Prognostic role of LSD1 in various cancers: evidence from a meta-analysis

Introduction

Lysine-specific demethylase 1 (LSD1) was the first characterized histone demethylase, which could specifically remove the methyl groups from mono- and dimethylated lysine (Lys)4 of histone H3 (H3K4me1/2) and Lys9 of histone H3 (H3K9me1/2).¹ LSD1 is essential for mammalian development and is involved in many biological processes, including cell type differentiation, gene activation, and gene repression.² A recent study indicated that LSD1 might promote cell phase transition (deficiency in LSD1 led to partial cell cycle arrest in G₂/M) and cell proliferation, suggesting that its overexpression might promote tumorigenesis.³ The expression of LSD1 has been associated with tumor recurrence during therapy in various cancers, further implicating LSD1 as a tumor promoter.^4,5

Many studies investigated the prognostic value of LSD1 in various cancers. Some studies found that the upregulation of LSD1 was associated with worse outcome in cancer patients.^6–11 However, some other studies showed insignificant or opposite result.^12–14 Therefore, the relation between LSD1 expression and patient survival across different cancers remains controversial. To overcome the limitations of the single study, this meta-analysis was carried out with the aim of evaluating the relationship between LSD1 expression and prognosis of cancer patients.

Materials and methods

Literature search and selection criteria

We searched PubMed and China National Knowledge Infrastructure up to February 2015 to identify relevant studies. We used the search terms: “LSD1”, “lysine specific demethylase 1”, “tumor”, “cancer”, “neoplasm”, “carcinoma”, “malignant”, “survival”, “prognosis”, and “prognostic”. The citation lists associated with the studies were used to identify additional eligible studies. The reviews and bibliographies were also manually inspected to find related articles.

Inclusion and exclusion criteria

The studies were included in our meta-analysis if they met the following inclusion criteria: 1) LSD1 expression evaluated in the human tissues; 2) tumors should be confirmed by pathological or histological examinations; 3) evaluation of the relationship between LSD1 expression and survival; 4) sufficient information provided to estimate the hazard ratios (HRs) with their 95% confidence intervals (CIs) for overall survival (OS). The exclusion criteria were as follows: 1) letters, case reports, reviews, and conference abstracts without original data; 2) articles from which the relevant data could not be extracted. Of the studies which had duplicate data, only the most complete study was included in the analysis.

• [Actions to take]:
• a. Reproduce the LSD1 meta-analysis starting with "Materials and methods" and going on through "find related articles.", and substitute "Embase" for "PubMed".
• b. Proceed with the LSD1 meta-analysis by writing what comes after its last sentence.
The records have no connection to the LSD1 meta-analysis.

• [Given information]:

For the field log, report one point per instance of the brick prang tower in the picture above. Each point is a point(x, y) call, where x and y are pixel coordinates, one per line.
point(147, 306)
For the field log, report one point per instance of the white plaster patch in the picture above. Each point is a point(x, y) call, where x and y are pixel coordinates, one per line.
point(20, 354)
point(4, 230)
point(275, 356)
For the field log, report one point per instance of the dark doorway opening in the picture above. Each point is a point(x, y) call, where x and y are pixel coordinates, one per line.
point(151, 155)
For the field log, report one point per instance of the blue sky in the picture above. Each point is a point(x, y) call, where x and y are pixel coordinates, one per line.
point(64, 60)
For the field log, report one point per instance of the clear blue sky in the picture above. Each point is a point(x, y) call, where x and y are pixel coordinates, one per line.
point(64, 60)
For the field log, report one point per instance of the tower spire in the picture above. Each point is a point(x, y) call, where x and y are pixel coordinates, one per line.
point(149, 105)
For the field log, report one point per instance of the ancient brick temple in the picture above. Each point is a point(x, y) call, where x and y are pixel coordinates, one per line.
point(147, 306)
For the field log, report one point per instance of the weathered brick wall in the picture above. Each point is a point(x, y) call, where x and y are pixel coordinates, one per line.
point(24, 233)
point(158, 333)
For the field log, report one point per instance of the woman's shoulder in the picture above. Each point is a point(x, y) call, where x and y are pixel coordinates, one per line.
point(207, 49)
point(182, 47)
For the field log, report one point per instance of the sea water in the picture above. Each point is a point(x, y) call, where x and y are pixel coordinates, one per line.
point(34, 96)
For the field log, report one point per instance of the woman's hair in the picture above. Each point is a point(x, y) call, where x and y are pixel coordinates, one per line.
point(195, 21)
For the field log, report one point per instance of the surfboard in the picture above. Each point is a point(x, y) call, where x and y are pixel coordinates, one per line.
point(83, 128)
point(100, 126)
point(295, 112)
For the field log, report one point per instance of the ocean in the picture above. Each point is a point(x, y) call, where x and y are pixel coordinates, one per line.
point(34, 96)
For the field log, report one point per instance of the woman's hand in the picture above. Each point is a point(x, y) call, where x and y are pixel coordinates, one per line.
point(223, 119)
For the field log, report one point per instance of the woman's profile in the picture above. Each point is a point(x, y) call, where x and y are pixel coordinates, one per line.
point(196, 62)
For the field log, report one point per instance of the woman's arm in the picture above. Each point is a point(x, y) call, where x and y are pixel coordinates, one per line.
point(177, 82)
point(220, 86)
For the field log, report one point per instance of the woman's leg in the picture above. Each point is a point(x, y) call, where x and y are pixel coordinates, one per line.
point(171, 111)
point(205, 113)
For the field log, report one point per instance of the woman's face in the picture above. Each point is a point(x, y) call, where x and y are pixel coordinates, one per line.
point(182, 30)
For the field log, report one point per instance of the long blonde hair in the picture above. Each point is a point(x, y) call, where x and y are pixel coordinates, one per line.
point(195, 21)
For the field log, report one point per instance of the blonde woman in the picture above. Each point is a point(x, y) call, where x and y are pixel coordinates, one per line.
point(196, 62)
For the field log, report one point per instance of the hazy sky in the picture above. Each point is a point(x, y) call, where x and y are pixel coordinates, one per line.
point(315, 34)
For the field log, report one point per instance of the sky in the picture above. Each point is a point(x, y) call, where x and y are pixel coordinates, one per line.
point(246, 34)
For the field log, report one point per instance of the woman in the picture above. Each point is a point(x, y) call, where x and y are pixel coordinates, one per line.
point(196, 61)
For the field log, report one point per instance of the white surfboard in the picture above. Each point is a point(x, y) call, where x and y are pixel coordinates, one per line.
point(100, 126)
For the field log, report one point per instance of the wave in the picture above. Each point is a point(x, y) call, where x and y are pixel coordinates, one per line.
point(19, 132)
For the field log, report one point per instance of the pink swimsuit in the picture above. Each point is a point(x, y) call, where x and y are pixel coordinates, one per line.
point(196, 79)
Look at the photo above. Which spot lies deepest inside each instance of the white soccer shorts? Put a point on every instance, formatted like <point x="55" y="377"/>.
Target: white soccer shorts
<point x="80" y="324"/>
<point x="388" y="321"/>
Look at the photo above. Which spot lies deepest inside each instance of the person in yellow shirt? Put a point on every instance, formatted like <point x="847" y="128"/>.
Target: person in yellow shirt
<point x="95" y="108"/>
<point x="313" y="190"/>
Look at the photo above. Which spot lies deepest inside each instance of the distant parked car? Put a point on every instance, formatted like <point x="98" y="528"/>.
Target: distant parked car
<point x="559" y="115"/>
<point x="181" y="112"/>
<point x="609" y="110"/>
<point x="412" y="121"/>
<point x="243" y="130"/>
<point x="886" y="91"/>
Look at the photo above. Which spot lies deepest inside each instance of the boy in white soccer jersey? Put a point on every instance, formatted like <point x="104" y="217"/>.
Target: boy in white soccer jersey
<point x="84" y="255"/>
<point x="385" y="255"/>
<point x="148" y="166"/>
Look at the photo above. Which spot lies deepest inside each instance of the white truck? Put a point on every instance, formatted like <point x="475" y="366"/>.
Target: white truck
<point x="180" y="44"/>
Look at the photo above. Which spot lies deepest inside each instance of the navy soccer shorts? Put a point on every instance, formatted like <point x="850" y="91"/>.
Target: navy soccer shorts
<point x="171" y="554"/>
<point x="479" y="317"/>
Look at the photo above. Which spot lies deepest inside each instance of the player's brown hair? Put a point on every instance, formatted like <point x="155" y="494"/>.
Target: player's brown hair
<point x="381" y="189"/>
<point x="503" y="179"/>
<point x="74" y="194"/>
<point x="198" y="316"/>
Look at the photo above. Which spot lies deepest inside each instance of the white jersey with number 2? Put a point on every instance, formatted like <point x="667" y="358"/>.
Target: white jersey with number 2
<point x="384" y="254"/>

• [Answers below]:
• a.
Materials and methods

Literature search and selection criteria

We searched Embase and China National Knowledge Infrastructure up to February 2015 to identify relevant studies. We used the search terms: “LSD1”, “lysine specific demethylase 1”, “tumor”, “cancer”, “neoplasm”, “carcinoma”, “malignant”, “survival”, “prognosis”, and “prognostic”. The citation lists associated with the studies were used to identify additional eligible studies. The reviews and bibliographies were also manually inspected to find related articles.

• b.
Data extraction

Data were evaluated and extracted independently from the eligible studies by two investigators (LXH and JW) under the guidelines of a critical review checklist of the Dutch Cochrane Centre proposed by Meta-analysis of Observational Studies in Epidemiology.¹⁵ The following items were recorded: first author’s name, year of publication, ethnicity, method, tumor type, total number of patients, and HRs with their 95% CIs for OS. If available, we calculated HRs with their 95% CIs using the data of observed deaths/cancer recurrences, the data of samples in each group, or the data provided by the authors.¹⁶ If not, the HRs with their 95% CIs and P-values were collected from the original article. If only Kaplan–Meier curves were available, data were extracted from graphical survival plots to extrapolate HRs with their 95% CIs using previously described methods.^17,18 Disagreements were resolved by discussion among all authors.

Statistical analysis

HRs with their 95% CIs were calculated on the basis of the association between LSD1 expression and the OS of cancer patients. The χ² test and the I² statistic were used to evaluate the heterogeneity among studies.¹⁹ If the heterogeneity was significant between studies (I²>50% or P<0.10), the random effects model was used; otherwise, the fixed effects model was used.²⁰ Sensitivity analysis was also conducted by sequential omission of individual studies to evaluate stability of the results. Publication bias was estimated by Egger’s linear regression test with a funnel plot.²¹ The statistical analyses were performed using STATA version 12.0 software (Stata Corporation, Collage Station, TX, USA). All P-values were two-sided, and P<0.05 was considered statistically significant.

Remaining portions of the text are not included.